WORK INSTRUCTIONS: The answer must be every line from the entries below that includes "leaf".

===============

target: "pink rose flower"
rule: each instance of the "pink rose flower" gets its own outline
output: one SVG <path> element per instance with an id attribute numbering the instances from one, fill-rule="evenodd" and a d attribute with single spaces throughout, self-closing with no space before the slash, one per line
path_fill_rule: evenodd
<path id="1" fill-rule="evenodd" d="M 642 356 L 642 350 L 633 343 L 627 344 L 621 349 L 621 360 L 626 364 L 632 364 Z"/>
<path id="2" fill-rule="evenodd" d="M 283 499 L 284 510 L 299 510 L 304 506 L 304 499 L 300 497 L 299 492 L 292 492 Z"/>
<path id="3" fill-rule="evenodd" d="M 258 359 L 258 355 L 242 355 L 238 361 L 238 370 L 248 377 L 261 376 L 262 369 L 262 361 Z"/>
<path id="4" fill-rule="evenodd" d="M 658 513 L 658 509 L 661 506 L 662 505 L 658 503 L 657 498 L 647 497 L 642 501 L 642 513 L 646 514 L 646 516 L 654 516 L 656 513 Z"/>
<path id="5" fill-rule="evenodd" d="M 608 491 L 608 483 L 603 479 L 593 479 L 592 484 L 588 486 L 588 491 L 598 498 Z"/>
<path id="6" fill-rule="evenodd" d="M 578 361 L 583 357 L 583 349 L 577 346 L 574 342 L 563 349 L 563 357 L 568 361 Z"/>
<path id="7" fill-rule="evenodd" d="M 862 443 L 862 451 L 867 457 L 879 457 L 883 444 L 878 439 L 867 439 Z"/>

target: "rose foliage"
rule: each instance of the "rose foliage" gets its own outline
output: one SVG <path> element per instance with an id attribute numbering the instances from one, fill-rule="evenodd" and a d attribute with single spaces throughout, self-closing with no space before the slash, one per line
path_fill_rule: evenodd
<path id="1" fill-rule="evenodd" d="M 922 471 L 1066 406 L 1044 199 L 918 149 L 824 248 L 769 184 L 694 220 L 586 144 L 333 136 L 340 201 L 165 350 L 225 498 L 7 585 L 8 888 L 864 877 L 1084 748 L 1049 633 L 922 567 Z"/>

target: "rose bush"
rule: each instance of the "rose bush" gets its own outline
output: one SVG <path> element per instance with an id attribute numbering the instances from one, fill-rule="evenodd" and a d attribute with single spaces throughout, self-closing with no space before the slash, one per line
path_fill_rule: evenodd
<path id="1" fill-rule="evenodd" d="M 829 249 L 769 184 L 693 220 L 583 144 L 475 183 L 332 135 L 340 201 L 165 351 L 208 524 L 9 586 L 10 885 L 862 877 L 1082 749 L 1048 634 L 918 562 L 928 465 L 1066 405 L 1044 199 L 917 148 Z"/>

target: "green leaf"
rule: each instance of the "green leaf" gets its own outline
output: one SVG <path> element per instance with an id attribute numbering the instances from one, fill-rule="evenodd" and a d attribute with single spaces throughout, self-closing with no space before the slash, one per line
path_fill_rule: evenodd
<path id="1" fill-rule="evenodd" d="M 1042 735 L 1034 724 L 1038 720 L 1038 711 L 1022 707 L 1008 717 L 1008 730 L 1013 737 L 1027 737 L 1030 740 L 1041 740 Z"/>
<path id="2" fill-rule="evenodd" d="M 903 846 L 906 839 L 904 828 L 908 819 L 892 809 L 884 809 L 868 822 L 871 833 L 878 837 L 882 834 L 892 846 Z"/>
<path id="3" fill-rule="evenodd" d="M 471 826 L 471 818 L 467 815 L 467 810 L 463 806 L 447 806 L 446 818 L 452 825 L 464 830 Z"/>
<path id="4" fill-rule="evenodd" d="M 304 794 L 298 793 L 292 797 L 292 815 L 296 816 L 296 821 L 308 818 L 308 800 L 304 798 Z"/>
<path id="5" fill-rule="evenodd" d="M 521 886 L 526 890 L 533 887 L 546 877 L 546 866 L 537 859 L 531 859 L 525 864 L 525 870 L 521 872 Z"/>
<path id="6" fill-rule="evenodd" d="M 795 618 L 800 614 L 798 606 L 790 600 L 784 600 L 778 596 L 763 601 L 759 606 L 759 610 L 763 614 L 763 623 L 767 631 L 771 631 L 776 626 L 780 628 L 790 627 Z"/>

===============

EXPECTED ANSWER:
target: "green leaf"
rule: each instance of the "green leaf" gets its own outline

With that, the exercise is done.